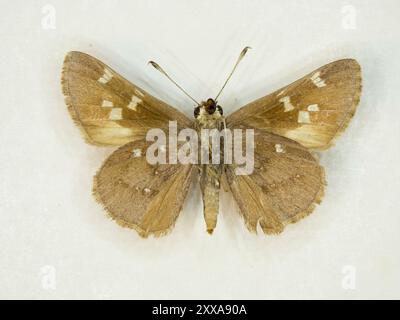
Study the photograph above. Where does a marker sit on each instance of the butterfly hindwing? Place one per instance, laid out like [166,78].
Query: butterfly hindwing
[107,108]
[312,111]
[284,187]
[138,195]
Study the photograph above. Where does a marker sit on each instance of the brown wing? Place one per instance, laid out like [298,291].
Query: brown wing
[312,111]
[284,187]
[147,198]
[107,108]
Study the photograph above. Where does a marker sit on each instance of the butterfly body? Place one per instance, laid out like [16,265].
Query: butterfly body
[209,116]
[286,183]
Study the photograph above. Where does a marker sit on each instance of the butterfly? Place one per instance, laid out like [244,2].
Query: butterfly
[286,183]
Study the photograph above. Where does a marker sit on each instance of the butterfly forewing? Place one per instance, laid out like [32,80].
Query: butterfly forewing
[284,187]
[312,111]
[136,194]
[108,109]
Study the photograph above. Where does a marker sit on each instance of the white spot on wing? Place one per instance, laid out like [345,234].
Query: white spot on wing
[134,102]
[115,114]
[304,117]
[139,93]
[105,77]
[107,104]
[313,108]
[137,153]
[286,104]
[279,148]
[317,80]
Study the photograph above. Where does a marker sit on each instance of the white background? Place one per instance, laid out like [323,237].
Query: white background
[56,241]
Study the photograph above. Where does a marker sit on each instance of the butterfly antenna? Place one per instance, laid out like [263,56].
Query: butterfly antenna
[155,65]
[242,54]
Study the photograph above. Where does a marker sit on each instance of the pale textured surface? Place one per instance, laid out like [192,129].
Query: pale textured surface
[48,215]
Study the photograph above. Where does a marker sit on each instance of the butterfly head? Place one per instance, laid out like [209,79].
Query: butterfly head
[208,109]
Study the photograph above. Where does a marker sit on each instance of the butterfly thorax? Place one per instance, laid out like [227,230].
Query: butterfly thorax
::::
Problem to solve:
In the listing above, locate the line with "Query: butterfly body" and the line with "out like [32,80].", then extract exactly those lines and every line between them, and nothing more.

Problem solution:
Query: butterfly body
[209,116]
[286,183]
Study the photograph above. Where does a marker sit on each instance of the butterfly? Place one per instance, laid out like [244,2].
Query: butterfly
[286,183]
Study the photograph above. Where does a marker sit on each instance of the butterfly forewing? Place one per instance, laid out like [32,80].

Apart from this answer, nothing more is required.